:: WHAT IS EXPECTED ::
In the listing below, rename every "clicks" to "taps". Write out the lines with no other changes, starting from the top of the listing and stopping after the line that has "box: [350, 177, 367, 193]", and leave out the pictures.

:: AVAILABLE RECORDS ::

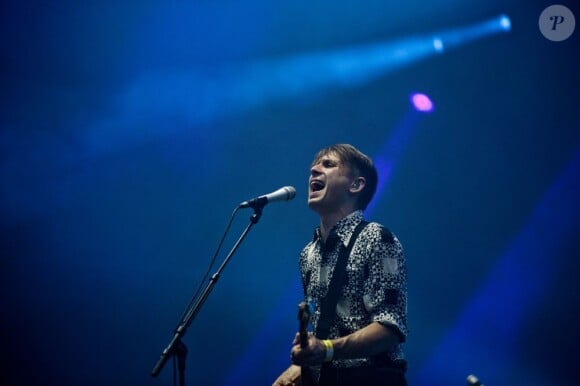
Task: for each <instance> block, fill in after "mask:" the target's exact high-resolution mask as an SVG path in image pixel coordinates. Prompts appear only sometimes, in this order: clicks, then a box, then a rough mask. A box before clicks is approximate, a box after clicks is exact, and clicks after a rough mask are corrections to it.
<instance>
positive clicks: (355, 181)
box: [350, 177, 367, 193]
mask: <svg viewBox="0 0 580 386" xmlns="http://www.w3.org/2000/svg"><path fill="white" fill-rule="evenodd" d="M366 182H367V181H366V180H365V179H364V177H357V178H356V179H355V180H354V181H353V182H352V184H351V185H350V192H351V193H359V192H360V191H361V190H363V189H364V187H365V185H366Z"/></svg>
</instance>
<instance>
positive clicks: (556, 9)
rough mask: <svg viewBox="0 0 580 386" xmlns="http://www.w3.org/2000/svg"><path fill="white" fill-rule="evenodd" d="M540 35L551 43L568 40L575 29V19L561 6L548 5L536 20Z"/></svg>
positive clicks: (559, 41) (556, 5)
mask: <svg viewBox="0 0 580 386" xmlns="http://www.w3.org/2000/svg"><path fill="white" fill-rule="evenodd" d="M538 25H539V26H540V31H541V32H542V35H544V37H545V38H546V39H548V40H551V41H553V42H561V41H562V40H566V39H568V38H569V37H570V36H571V35H572V34H573V33H574V28H575V27H576V19H574V14H573V13H572V11H570V9H568V8H567V7H565V6H563V5H559V4H558V5H550V6H549V7H548V8H546V9H544V10H543V11H542V13H541V14H540V19H539V20H538Z"/></svg>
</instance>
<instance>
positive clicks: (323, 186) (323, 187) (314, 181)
mask: <svg viewBox="0 0 580 386" xmlns="http://www.w3.org/2000/svg"><path fill="white" fill-rule="evenodd" d="M322 189H324V182H322V181H319V180H312V181H310V190H312V191H313V192H318V191H320V190H322Z"/></svg>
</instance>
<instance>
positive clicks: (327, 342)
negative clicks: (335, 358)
mask: <svg viewBox="0 0 580 386" xmlns="http://www.w3.org/2000/svg"><path fill="white" fill-rule="evenodd" d="M322 344H324V348H326V357H325V358H324V361H325V362H330V361H331V360H332V357H333V356H334V346H333V345H332V341H331V340H328V339H326V340H323V341H322Z"/></svg>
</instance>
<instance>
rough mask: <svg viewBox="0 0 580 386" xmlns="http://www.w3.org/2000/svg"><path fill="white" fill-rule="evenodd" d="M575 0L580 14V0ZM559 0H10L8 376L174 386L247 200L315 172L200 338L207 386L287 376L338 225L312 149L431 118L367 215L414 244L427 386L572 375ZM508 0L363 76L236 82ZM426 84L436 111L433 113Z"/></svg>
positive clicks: (4, 15)
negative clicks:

:: SOLUTION FOR THIS EXERCISE ::
Task: for each <instance> block, fill in after "mask:" the target's exact high-resolution mask as an SVG path in image pixel coordinates. Prompts appear only sometimes, in this order: taps, then a box, then a rough mask. A box before taps is approximate, a box after taps is exact, and taps after a rough mask are corrections to it.
<instance>
positive taps: (355, 181)
box: [350, 177, 367, 193]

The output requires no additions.